Reproduce the items from the line containing "A single point marks each instance of the distant city" through the end of the items, switching "motorboat" to "speedboat" and leaving everything else unchanged.
:: INPUT DATA
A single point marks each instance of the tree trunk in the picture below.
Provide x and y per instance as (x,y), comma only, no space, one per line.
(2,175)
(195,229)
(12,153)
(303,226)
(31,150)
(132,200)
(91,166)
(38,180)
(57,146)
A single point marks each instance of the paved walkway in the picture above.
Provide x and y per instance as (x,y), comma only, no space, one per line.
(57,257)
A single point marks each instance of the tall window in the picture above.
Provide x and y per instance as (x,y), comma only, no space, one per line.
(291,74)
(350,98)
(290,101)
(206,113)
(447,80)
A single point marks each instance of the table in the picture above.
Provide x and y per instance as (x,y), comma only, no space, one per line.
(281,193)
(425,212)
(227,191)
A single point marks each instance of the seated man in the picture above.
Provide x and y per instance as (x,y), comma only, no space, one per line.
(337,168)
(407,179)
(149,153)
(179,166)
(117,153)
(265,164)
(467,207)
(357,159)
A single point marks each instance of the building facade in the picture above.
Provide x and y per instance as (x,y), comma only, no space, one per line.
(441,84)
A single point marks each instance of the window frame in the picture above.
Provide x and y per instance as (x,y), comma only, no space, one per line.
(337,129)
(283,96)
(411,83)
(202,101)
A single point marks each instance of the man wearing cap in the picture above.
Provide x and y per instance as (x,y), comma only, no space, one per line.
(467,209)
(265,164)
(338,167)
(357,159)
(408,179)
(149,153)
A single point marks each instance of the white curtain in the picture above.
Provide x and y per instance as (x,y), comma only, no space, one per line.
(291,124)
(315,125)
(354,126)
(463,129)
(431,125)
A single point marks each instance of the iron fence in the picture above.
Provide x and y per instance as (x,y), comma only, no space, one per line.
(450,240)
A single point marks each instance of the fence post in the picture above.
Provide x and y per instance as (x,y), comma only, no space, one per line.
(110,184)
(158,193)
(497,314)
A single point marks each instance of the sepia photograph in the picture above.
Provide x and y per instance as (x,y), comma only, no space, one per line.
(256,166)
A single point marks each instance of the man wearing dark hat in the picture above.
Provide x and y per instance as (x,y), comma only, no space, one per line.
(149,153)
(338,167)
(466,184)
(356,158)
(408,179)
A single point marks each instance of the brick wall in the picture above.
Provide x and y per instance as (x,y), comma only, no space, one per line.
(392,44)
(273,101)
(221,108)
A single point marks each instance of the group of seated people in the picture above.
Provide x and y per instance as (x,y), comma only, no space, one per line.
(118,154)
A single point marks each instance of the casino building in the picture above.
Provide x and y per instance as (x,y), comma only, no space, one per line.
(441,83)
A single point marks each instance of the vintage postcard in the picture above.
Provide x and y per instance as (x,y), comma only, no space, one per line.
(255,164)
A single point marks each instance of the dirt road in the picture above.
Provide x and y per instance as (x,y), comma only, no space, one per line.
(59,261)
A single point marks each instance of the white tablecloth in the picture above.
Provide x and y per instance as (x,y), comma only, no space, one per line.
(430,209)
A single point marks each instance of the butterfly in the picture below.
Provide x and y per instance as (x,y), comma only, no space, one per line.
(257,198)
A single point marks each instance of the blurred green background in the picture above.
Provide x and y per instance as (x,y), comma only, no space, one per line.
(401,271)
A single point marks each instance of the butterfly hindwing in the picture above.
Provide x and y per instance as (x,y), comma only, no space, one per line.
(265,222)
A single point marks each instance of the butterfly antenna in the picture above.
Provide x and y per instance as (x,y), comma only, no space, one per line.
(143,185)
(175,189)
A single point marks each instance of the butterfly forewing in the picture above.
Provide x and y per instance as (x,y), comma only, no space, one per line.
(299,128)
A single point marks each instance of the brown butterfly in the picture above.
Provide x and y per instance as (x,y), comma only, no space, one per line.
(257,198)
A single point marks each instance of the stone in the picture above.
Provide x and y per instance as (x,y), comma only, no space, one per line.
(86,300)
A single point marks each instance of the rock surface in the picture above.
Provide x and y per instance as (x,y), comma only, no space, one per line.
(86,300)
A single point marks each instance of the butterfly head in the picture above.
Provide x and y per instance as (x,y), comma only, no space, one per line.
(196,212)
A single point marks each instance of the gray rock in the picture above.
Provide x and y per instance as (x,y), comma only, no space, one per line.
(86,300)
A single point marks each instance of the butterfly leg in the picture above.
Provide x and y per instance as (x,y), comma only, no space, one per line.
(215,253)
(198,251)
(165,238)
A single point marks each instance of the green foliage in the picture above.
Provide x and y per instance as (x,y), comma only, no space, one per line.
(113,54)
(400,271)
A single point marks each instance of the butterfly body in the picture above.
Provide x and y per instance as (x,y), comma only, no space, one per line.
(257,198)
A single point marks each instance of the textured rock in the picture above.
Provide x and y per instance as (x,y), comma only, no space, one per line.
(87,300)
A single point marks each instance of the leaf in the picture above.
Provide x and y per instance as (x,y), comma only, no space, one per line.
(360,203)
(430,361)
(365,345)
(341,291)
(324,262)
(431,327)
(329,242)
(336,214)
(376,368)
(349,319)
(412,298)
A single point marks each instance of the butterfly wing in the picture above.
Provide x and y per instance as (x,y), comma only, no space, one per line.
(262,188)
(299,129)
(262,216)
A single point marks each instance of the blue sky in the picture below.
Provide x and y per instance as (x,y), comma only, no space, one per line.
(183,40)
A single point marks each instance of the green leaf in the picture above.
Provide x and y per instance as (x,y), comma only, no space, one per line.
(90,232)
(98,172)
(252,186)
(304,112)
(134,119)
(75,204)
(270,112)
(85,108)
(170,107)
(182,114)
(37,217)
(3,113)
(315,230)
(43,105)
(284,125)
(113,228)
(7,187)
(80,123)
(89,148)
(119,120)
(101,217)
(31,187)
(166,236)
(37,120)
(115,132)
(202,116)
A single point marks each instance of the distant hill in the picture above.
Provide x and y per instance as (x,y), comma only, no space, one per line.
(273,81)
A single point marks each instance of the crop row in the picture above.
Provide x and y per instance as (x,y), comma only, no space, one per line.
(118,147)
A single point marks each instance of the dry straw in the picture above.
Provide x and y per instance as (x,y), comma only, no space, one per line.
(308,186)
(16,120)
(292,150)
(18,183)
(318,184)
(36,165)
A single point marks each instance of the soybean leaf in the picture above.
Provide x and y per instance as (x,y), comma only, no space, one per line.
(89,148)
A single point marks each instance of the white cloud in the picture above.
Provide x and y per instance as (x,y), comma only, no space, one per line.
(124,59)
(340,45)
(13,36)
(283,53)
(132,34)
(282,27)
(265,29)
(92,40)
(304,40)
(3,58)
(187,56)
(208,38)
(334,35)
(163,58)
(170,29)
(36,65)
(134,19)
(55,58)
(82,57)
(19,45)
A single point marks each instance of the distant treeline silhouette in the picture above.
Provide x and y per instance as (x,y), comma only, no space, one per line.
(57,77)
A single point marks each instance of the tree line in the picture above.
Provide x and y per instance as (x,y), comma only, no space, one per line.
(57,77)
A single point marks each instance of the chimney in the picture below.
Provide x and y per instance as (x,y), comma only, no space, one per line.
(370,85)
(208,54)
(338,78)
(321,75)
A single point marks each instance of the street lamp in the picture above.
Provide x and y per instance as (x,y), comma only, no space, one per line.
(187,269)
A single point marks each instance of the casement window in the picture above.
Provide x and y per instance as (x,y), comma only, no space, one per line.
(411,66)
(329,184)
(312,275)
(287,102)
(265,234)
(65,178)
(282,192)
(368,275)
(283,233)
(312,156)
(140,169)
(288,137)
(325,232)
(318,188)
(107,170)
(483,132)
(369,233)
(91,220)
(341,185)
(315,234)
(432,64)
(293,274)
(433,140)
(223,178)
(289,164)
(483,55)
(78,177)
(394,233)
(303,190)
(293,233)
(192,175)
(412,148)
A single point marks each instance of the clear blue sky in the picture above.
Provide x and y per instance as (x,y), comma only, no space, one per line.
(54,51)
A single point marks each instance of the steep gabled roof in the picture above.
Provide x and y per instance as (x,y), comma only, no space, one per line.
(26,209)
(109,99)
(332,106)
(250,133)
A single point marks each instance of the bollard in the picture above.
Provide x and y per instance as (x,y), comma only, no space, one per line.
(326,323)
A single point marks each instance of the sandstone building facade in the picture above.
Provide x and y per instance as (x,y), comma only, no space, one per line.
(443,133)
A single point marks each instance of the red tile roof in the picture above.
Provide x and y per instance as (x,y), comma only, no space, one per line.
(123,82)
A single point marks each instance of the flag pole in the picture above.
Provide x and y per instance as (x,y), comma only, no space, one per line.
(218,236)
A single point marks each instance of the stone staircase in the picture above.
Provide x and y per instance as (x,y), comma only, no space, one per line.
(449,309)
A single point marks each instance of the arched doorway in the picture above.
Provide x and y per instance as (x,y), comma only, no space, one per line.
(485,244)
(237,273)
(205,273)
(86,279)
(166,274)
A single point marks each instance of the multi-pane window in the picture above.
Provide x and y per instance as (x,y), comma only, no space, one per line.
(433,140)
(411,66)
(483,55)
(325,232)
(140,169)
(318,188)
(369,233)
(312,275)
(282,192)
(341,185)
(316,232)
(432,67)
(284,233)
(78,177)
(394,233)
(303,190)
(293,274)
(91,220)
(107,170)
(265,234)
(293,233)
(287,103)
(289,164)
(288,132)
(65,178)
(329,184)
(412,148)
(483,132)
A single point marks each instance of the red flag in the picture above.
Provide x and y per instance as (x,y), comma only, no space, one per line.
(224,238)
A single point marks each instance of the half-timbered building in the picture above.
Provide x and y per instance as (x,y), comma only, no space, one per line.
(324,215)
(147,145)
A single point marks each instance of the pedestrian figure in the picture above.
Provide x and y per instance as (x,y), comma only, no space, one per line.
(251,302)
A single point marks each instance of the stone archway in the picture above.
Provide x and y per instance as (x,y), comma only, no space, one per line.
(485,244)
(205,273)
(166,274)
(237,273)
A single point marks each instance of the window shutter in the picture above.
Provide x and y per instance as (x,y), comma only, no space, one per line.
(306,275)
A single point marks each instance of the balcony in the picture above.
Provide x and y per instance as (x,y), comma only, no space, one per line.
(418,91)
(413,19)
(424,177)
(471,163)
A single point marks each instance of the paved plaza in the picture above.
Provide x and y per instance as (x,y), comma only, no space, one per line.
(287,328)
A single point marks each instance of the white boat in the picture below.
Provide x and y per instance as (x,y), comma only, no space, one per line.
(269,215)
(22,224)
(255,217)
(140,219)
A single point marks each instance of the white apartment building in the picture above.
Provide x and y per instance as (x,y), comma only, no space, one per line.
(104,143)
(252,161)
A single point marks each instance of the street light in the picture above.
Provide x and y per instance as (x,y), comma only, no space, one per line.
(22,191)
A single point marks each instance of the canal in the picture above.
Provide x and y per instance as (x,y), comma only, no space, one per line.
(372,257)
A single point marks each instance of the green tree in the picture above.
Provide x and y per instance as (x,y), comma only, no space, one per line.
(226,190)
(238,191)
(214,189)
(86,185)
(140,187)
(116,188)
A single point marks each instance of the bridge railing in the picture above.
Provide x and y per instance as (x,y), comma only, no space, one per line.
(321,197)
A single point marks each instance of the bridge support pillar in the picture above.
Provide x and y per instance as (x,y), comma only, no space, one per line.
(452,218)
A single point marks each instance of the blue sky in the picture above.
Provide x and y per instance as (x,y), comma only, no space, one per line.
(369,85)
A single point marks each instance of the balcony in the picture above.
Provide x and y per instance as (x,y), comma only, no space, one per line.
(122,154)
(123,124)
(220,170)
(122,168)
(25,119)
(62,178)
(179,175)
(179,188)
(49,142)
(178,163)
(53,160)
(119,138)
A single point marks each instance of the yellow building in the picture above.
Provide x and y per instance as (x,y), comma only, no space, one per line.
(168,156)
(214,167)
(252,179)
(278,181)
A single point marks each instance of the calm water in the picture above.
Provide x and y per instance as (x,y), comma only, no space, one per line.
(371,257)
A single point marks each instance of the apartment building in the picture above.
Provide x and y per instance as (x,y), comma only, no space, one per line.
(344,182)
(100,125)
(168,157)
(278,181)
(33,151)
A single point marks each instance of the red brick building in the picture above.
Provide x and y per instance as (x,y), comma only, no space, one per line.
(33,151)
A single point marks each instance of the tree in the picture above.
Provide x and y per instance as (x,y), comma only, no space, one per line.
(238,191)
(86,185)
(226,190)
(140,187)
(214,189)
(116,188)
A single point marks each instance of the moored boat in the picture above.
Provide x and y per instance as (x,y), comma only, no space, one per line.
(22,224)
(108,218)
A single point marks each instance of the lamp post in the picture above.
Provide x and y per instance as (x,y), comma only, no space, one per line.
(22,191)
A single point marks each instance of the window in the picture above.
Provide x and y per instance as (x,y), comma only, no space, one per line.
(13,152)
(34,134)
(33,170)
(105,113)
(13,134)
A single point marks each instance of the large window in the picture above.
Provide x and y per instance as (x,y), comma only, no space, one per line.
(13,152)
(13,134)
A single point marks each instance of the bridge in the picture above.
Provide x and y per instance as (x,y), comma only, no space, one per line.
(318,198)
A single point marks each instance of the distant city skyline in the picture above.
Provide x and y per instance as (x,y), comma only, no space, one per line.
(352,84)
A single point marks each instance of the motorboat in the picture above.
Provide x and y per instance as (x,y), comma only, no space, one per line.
::::
● FULL RESPONSE:
A single point marks each instance of the distant city skyline in the picture above.
Provide x and y per instance as (x,y), comma only, no space, one per line.
(352,84)
A single point marks each instance of the speedboat in the picture above.
Provide x and y per instance as (x,y), comma only, no space, one per line.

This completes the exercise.